■ WORK TO COMPLETE:
Write every record out again exactly as given.

(RECORDED DATA Opens)

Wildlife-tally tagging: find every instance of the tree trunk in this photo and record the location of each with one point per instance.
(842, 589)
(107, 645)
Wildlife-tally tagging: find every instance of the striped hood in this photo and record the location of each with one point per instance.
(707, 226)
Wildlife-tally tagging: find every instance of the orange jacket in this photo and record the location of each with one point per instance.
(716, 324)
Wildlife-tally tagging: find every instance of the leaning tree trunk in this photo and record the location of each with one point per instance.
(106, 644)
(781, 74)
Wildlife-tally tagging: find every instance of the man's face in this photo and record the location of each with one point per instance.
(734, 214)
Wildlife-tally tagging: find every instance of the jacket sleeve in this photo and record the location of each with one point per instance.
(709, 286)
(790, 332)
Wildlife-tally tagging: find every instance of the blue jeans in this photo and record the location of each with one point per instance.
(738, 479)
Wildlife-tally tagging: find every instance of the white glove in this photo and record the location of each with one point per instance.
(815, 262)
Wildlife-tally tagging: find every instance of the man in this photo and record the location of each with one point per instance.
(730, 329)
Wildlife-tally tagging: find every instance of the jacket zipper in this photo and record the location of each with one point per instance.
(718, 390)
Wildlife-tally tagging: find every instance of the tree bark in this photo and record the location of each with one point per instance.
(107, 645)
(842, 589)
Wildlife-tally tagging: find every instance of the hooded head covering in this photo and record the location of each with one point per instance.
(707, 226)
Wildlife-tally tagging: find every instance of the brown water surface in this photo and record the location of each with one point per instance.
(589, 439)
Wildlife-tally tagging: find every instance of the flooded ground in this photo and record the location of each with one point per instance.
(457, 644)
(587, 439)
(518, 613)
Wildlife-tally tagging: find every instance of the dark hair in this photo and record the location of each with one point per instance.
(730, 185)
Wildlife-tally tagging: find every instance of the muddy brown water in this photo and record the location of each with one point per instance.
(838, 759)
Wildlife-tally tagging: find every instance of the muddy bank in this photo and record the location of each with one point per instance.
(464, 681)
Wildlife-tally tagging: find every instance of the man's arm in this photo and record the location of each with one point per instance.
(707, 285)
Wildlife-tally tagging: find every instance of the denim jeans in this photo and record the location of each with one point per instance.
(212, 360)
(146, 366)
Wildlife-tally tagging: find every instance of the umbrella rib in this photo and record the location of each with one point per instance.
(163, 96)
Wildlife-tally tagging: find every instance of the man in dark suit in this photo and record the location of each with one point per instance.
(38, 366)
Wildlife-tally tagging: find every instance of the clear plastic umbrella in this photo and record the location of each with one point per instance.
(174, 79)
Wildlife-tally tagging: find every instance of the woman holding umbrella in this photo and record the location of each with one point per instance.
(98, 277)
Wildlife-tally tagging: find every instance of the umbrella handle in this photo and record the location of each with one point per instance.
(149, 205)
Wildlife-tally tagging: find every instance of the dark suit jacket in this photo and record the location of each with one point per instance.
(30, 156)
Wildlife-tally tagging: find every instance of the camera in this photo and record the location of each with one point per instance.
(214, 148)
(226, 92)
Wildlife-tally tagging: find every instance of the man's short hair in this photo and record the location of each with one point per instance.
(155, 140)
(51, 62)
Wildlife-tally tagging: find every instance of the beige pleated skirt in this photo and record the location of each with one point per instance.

(RECORDED DATA Closes)

■ ANSWER FOR THIS EXERCISE:
Wildlife-tally tagging: find every instance of the tree trunk in this photo and record the location of each with one point per instance.
(842, 589)
(107, 645)
Wildlife-tally tagging: find every instance of the striped hood in this photo and record the location of each with one point per instance.
(707, 226)
Wildlife-tally tagging: find every instance of the orange jacket in this photo and record the location of each with one point per instance.
(716, 324)
Wildlife-tally tagging: find every instance of the leaning tree trunk in this photo and record the location of each with one point per instance.
(106, 644)
(781, 74)
Wildlife-tally tagging: find every instance of the man's face in this photo and record the location of each with one point per instance.
(734, 214)
Wildlife-tally tagging: find every instance of the jacket sleeve in this photo and record the location of each with one point per instance.
(709, 286)
(790, 332)
Wildlife-tally tagging: find every instance of the blue jeans in this photo and record the location of each with one point per instance.
(738, 479)
Wildlife-tally tagging: find every instance of the white glove in this photo and record the location of each with one point per instance.
(815, 262)
Wildlife-tally tagging: find every instance of the man in this photo and record the location of each with one point per instance.
(730, 329)
Wildlife-tally tagging: find every instance of the jacket zipper in this photo and record the location of each with one point per instance.
(718, 390)
Wildlife-tally tagging: find every instance of the tree bark in this photo and record the location of each with one point per instance.
(107, 645)
(842, 589)
Wildlife-tally tagging: find every instance of the hooded head covering in this photo and record the location of each with one point per instance.
(707, 226)
Wildlife-tally tagging: find every instance of the brown water surface in this photo and record the location of each with one point per instance.
(589, 439)
Wildlife-tally tagging: find every instance of the flooded ground in this photo and record the location of each with one point per instance.
(457, 644)
(587, 439)
(518, 613)
Wildlife-tally tagging: find every instance of the dark hair in this photo and record the location of each with one point per instance.
(730, 185)
Wildlife-tally tagging: find every instance of the muddy brown water in this photo and record the location of each with one point per instance.
(838, 759)
Wildlife-tally tagging: find every instance of the muddy bank in this photo and record the location of each with one point per instance.
(464, 681)
Wildlife-tally tagging: find every instance of the man's arm in this photo and record the location of each with one point per instance.
(707, 285)
Wildlife-tally tagging: find every instance of the denim jeans in this photo and record the location of each with one point per instance.
(212, 360)
(146, 366)
Wildlife-tally tagging: find every instance of the umbrella rib in this photo and record the location of each with one point per instance.
(163, 96)
Wildlife-tally tagging: find every instance of the man in dark suit in this photo and record the location of each with one point per instance.
(38, 366)
Wildlife-tally tagging: find every instance of the clear plastic umbrella in this photo and record the location of each with one point per instance.
(174, 79)
Wildlife-tally tagging: find every instance of the woman holding umbrella in this photo and record the location of each with one point per instance.
(98, 277)
Wildlife-tally tagging: find every instance of the umbrella handle in this photo and record the location of each with one point per instance.
(149, 205)
Wildlife-tally tagging: find every instance of the dark suit jacket in this photo and record the location of each with one point per instance.
(30, 156)
Wildlife-tally tagging: find every instance of the camera in this photo and record the location of each with one point per instance.
(214, 148)
(226, 92)
Wildlife-tally tagging: find every instance of the man's short hair in this photo and record the location of each with one point per instance.
(155, 140)
(51, 62)
Wildlife-tally tagging: find every instance of the beige pleated skirt in this photo and record the location of each with one point per instance.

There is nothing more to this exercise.